Belge bölümü:
--*--

6. Boğaziçi Zirvesi - Son Dakika
Ekonomi

6. Boğaziçi Zirvesi

Kalkınma Bakanı Cevdet Yılmaz, "Suriye'deki durum giderek insani sorun olmanın ötesinde kalkınma sorununa dönüşüyor" dedi.

09.12.2015 13:39

Kalkınma Bakanı Cevdet Yılmaz, " Suriye'deki durum giderek insani sorun olmanın ötesinde kalkınma sorununa dönüşüyor" dedi.

Bakan Yılmaz, Uluslararası İşbirliği Platformu (UİP) tarafından Türkiye İhracatçılar Meclisi (TİM) ev sahipliğinde "Daha Az Yoksulluk, Daha Fazla Refah" temasıyla düzenlenen 6. Boğaziçi Zirvesi'nde yaptığı konuşmada, kalkınmanın temel amacının insan olduğunu, daha nitelikli bir kalkınma oluşturmak için en önemli aracın da yine insan olduğunu söyledi.

Birleşmiş Milletler'in (BM) 2000 yılında bütün dünya için ortaya koyduğu Bin Yıl Kalkınma Hedefleri doğrultusunda önemli ilerlemeler kaydedilmesine rağmen henüz arzu edilen seviyeye ulaşılmadığına dikkati çeken Yılmaz, "Dünya genelinde hala 800 milyonun üzerinde insan aşırı yoksullukla mücadele ediyor. Okul çağındaki yaklaşık 60 milyon kız çocuğu temel eğitime erişemiyor. 6 milyon çocuk 5 yaşına gelmeden hayatını kaybediyor. Kadınların özellikle iş gücü piyasasında karşılaştıkları ayırımcılık sürüyor. Üstelik bu olumsuzluklar ağırlıklı olarak bazı bölge ve ülkelerde yoğunlaşıyor" diye konuştu.

Yılmaz, küresel kalkınma yönünde kat edilmesi gerekenlerin 2030 perspektifiyle Sürdürülebilir Kalkınma Hedeflerini gündeme getirdiğini dile getirdi.

'Bin Yıl Kalkınma Hedefleri' daha çok gelişmekte olan dünyayı ilgilendirirken, 'Sürdürülebilir Kalkınma Hedefleri'nin gelişmiş ülkeleri de kapsadığını belirten Yılmaz, daha bütüncül ve entegre olan bu çerçevenin gelecek dönemde kalkınma tartışmalarının ana eksenini oluşturması gerektiğini söyledi.

Yılmaz, ülkeler ve küresel düzeyde sürdürülebilir kalkınmanın ekonomik gelişme, sosyal adalet, çevresel boyut ve iyi yönetişim sütunları üzerine yükselmesi gerektiğine dikkati çekti.

"11. Kalkınma Planı'nı daha uzun vadeli perspektif çerçevesinde yapacağız"

Türkiye'nin bu kalkınma hedeflerini benimsediğini ve sistemli bir şekilde politikalarına entegre ettiğini anlatan Yılmaz, şunları kaydetti:

"En son 2018 yılına kadar geçerli olacak 10. Kalkınma Planımızı hazırladık. Bu planı hazırlarken 'Bin Yıl Kalkınma Hedefleri' ve 'Sürdürülebilir Kalkınma Hedefleri'ni dikkate aldık. Aynı zamanda Türkiye uzun vadeli bir perspektife de sahip. 2023 vizyonumuz da sürdürülebilir kalkınma perspektifiyle uyumlu.

--*--

[Görsel nokta işaretleme kayıtları]
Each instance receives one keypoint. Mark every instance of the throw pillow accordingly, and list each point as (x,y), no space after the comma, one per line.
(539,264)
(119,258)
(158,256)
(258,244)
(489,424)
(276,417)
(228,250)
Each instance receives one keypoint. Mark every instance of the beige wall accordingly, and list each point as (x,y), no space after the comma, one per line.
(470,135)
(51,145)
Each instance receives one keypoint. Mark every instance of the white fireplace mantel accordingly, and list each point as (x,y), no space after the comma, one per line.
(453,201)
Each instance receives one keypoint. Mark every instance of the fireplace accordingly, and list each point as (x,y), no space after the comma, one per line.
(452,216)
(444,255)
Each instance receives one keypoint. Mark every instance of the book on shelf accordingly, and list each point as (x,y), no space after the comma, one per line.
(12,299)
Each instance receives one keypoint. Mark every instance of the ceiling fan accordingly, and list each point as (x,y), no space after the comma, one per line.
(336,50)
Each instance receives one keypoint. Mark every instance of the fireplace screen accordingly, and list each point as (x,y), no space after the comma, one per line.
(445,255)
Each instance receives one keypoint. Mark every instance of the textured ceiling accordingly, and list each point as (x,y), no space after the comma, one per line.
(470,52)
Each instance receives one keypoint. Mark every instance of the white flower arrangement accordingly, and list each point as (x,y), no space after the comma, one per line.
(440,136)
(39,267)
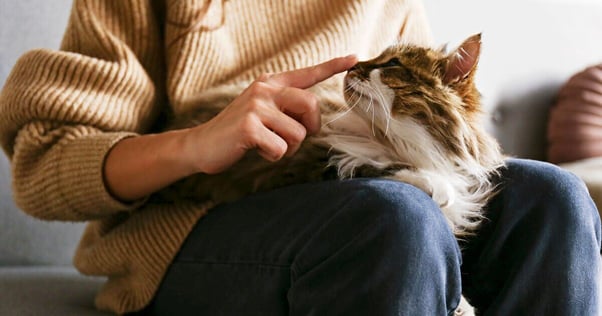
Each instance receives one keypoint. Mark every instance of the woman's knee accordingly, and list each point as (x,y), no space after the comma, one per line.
(560,194)
(402,213)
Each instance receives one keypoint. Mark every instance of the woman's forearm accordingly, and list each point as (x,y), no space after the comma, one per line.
(139,166)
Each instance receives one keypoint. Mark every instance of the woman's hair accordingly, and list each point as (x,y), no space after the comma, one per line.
(198,24)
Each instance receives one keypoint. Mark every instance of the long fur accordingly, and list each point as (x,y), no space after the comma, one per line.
(411,114)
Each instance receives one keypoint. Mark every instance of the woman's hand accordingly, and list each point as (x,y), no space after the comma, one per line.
(273,116)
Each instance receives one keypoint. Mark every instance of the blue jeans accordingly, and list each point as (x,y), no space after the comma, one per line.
(379,247)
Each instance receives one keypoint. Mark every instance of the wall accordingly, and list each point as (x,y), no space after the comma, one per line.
(530,47)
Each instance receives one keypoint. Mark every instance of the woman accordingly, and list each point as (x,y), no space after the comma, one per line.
(82,128)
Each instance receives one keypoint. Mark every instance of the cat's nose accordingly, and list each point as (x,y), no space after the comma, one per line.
(355,67)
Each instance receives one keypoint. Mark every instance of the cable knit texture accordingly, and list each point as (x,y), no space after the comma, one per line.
(121,66)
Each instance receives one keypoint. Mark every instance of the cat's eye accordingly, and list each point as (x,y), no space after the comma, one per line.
(393,62)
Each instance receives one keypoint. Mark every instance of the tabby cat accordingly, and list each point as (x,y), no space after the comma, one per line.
(411,114)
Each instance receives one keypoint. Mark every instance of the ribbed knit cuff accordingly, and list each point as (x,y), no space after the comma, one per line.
(80,176)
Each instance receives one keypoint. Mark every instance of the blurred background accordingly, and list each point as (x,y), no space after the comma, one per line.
(530,47)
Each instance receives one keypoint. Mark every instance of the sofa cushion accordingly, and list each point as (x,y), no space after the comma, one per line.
(47,291)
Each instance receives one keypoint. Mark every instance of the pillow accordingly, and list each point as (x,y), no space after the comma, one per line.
(575,122)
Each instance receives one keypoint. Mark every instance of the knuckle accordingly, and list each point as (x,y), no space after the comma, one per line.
(248,126)
(265,77)
(256,89)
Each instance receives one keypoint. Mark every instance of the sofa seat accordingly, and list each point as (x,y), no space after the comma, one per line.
(590,170)
(48,291)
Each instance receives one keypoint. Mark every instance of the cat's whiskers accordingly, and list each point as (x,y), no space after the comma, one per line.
(350,87)
(374,92)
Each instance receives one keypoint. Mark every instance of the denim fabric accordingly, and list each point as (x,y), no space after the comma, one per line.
(380,247)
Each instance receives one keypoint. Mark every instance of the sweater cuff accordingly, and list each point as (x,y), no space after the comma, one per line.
(80,176)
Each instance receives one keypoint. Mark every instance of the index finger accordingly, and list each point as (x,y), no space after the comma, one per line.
(306,77)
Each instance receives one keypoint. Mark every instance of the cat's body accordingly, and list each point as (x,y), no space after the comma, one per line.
(411,114)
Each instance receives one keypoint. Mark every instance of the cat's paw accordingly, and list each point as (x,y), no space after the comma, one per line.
(437,188)
(464,308)
(417,179)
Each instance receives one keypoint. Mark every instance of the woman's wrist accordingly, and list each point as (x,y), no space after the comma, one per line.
(139,166)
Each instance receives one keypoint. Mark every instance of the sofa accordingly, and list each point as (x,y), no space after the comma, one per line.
(530,47)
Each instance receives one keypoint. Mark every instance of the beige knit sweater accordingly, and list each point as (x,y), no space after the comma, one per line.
(122,63)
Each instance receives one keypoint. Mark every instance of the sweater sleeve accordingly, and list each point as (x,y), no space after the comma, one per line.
(62,111)
(416,29)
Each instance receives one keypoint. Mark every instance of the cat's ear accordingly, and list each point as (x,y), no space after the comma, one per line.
(462,61)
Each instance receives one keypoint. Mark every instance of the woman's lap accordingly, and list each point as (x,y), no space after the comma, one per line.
(281,252)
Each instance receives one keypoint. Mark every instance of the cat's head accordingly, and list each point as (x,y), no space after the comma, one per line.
(429,88)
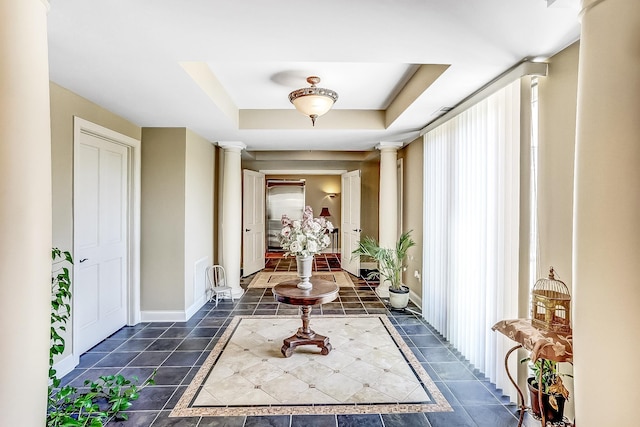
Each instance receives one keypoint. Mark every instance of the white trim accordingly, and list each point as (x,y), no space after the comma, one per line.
(163,316)
(525,68)
(302,172)
(134,156)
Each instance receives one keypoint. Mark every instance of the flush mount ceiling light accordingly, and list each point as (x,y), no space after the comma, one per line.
(313,101)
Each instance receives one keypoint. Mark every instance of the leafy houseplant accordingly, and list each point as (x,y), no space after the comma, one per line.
(391,261)
(106,397)
(554,393)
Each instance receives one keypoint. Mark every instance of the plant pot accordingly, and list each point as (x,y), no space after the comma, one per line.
(551,415)
(399,298)
(304,266)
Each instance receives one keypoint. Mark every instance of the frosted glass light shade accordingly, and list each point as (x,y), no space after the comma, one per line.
(313,101)
(313,104)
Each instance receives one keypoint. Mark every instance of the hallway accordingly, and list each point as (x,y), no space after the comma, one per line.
(178,349)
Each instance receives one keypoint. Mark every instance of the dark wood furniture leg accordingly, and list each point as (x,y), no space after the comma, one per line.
(305,336)
(523,407)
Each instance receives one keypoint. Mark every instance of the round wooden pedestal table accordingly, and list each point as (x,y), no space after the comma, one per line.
(322,292)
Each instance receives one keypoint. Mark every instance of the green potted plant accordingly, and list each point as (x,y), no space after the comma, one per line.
(390,265)
(554,393)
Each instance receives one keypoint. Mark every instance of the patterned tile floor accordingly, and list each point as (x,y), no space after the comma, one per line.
(177,350)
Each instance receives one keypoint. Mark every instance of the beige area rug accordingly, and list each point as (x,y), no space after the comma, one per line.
(369,370)
(270,279)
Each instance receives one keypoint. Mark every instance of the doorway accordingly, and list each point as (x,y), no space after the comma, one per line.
(106,212)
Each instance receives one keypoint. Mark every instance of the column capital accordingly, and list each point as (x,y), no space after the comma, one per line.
(389,146)
(229,145)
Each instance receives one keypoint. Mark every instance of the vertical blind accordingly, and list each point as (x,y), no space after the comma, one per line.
(471,229)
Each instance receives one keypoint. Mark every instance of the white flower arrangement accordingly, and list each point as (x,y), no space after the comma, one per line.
(307,237)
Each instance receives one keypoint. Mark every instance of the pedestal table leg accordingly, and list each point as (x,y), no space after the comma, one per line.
(522,406)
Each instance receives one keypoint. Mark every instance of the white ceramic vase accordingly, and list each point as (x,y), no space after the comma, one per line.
(304,265)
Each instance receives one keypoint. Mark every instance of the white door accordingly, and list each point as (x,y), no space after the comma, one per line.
(101,236)
(350,226)
(253,220)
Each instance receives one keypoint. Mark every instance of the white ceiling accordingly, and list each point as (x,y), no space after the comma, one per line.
(128,56)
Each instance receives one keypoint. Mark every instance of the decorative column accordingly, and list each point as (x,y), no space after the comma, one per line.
(25,212)
(606,242)
(388,203)
(232,214)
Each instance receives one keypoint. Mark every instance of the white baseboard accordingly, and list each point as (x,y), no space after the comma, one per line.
(66,365)
(173,315)
(163,316)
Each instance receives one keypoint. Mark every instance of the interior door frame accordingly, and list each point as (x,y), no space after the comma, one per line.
(82,126)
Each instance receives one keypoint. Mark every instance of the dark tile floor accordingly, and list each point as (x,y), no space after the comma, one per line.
(177,350)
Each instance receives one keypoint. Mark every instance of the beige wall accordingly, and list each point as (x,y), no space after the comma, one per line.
(317,190)
(177,219)
(64,106)
(557,107)
(557,132)
(370,174)
(162,244)
(199,200)
(412,219)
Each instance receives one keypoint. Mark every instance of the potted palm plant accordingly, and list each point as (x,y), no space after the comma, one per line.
(554,393)
(390,265)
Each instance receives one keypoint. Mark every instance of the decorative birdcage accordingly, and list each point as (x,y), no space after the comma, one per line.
(551,305)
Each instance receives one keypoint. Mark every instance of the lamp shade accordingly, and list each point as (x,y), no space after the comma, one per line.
(313,101)
(311,105)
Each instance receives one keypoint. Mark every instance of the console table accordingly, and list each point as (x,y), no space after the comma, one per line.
(548,345)
(287,292)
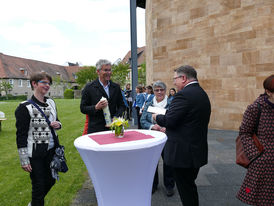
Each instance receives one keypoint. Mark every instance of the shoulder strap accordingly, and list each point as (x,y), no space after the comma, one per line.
(51,129)
(258,118)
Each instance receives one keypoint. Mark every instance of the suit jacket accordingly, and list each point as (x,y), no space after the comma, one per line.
(91,95)
(186,124)
(146,118)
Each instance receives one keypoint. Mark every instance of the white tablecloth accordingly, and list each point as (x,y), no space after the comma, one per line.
(122,173)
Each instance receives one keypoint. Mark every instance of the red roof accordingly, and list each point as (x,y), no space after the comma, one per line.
(19,68)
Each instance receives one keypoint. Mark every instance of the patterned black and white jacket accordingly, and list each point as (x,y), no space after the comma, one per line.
(33,135)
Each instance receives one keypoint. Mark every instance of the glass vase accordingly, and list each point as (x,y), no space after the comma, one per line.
(119,131)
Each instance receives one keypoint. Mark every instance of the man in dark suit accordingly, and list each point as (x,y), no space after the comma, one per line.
(94,91)
(186,123)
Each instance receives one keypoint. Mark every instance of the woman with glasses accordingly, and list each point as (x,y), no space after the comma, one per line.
(159,100)
(34,139)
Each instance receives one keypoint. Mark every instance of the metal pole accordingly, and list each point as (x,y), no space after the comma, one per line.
(134,70)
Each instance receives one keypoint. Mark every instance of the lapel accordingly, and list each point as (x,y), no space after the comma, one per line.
(101,89)
(111,90)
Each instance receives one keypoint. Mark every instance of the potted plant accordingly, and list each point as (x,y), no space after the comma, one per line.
(119,125)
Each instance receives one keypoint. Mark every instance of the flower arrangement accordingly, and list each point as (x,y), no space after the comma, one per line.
(119,125)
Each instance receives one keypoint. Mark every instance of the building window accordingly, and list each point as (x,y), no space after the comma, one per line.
(20,82)
(28,83)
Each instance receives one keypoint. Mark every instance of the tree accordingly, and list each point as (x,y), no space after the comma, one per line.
(120,73)
(6,87)
(85,75)
(142,74)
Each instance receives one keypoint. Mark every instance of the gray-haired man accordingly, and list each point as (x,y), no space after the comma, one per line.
(94,91)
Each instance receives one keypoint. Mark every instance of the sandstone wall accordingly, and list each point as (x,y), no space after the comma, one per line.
(229,42)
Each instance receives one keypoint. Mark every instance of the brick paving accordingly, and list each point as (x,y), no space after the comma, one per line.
(218,181)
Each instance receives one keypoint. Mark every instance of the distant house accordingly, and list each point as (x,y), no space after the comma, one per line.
(141,58)
(17,71)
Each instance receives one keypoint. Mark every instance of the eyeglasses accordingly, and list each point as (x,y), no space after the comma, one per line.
(106,70)
(174,78)
(44,82)
(159,90)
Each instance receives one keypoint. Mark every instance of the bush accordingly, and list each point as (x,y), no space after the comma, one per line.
(68,94)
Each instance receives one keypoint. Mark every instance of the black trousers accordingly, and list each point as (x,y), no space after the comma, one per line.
(169,181)
(185,182)
(41,177)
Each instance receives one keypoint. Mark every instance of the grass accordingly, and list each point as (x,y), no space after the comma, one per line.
(15,185)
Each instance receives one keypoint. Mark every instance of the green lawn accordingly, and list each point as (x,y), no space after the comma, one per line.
(15,186)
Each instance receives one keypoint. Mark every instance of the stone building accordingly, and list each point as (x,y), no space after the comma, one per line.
(229,42)
(17,72)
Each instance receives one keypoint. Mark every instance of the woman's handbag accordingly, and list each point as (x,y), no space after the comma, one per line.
(58,163)
(241,157)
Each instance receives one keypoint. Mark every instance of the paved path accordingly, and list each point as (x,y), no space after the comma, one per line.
(218,181)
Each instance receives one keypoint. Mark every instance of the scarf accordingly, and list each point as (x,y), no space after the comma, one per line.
(161,104)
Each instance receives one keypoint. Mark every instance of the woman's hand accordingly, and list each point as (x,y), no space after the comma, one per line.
(101,104)
(27,168)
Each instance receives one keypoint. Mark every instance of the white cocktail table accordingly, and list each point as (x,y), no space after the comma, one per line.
(122,173)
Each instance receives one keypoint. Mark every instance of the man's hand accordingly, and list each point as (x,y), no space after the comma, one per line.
(27,168)
(154,116)
(101,104)
(156,127)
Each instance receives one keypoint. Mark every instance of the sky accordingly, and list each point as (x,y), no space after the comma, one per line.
(61,31)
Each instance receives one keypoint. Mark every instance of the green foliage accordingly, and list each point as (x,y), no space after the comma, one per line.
(6,87)
(68,94)
(85,75)
(15,185)
(120,73)
(142,74)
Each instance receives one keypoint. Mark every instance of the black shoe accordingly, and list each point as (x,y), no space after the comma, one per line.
(154,190)
(169,192)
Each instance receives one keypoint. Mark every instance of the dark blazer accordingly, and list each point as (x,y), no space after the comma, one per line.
(186,124)
(91,95)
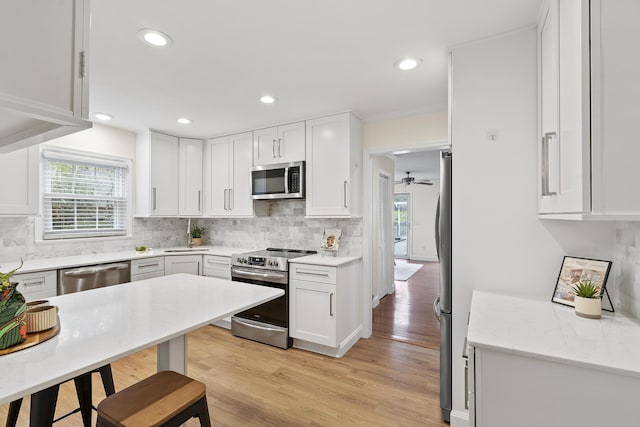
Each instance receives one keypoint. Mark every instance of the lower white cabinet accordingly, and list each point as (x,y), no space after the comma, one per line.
(191,264)
(20,168)
(324,307)
(217,266)
(38,285)
(147,268)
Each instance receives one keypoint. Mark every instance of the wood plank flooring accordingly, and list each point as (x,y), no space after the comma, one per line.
(379,382)
(407,314)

--*--

Görevler:
a - Boğaziçi Zirvesi haberine göre şu soruları yanıtlayın:
(i) 6. Boğaziçi Zirvesi hangi temayla düzenlendi?
(ii) Yılmaz'a göre dünyada kaç kişi aşırı yoksullukla mücadele ediyor?
(iii) 10. Kalkınma Planı en son hangi yıla kadar geçerli olacak?
b - Boğaziçi Zirvesi haberinde Yılmaz, sürdürülebilir kalkınmanın hangi sütunlar üzerine yükselmesi gerektiğini söylüyor? Hepsini sıralayın.
c - Boğaziçi Zirvesi haberini kaldığı yerden sürdürün.

Yanıtlar:
a -
(i) "Daha Az Yoksulluk, Daha Fazla Refah"
(ii) 800 milyonun üzerinde insan
(iii) 2018

b - Ekonomik gelişme, sosyal adalet, çevresel boyut, iyi yönetişim

c -
Ancak 2023 de artık bizim için yakın bir hedefe dönüşmeye başladı. Kalkınma Bakanlığı olarak bu ara daha uzun bir perspektif üzerinde de düşünüyoruz. Bu 2030 ya da 2035 olabilir. Yeni hazırlayacağımız 11. Kalkınma Planı'nı daha uzun vadeli bir perspektif çerçevesinde yapacağız. 2016 yılında dünyadaki uzun vadeli gelişmelere de bakarak Türkiye için yeni bir perspektif oluşturma yönünde çalışmalar yapacağız."

Bakan Yılmaz, Türkiye'nin bu konuda geçmiş performansının hiç de fena olmadığına değinerek, "1 doların altında nüfusumuz yok. 2006 yılında bunu sıfıra düşürdük. 2 doların altında da sıfır civarında bir nüfus söz konusu. Kişi başı günlük harcaması, cari satın alma gücü paritesine göre 4,3 doların altında kalan nüfus 2002 yılında yüzde 30,3 iken, 2014 yılında yüzde 1,62'ye geriledi. 10. Kalkınma Planı'nda 2018 itibarıyla bunu yüzde 1'in altına düşürmeyi hedefledik.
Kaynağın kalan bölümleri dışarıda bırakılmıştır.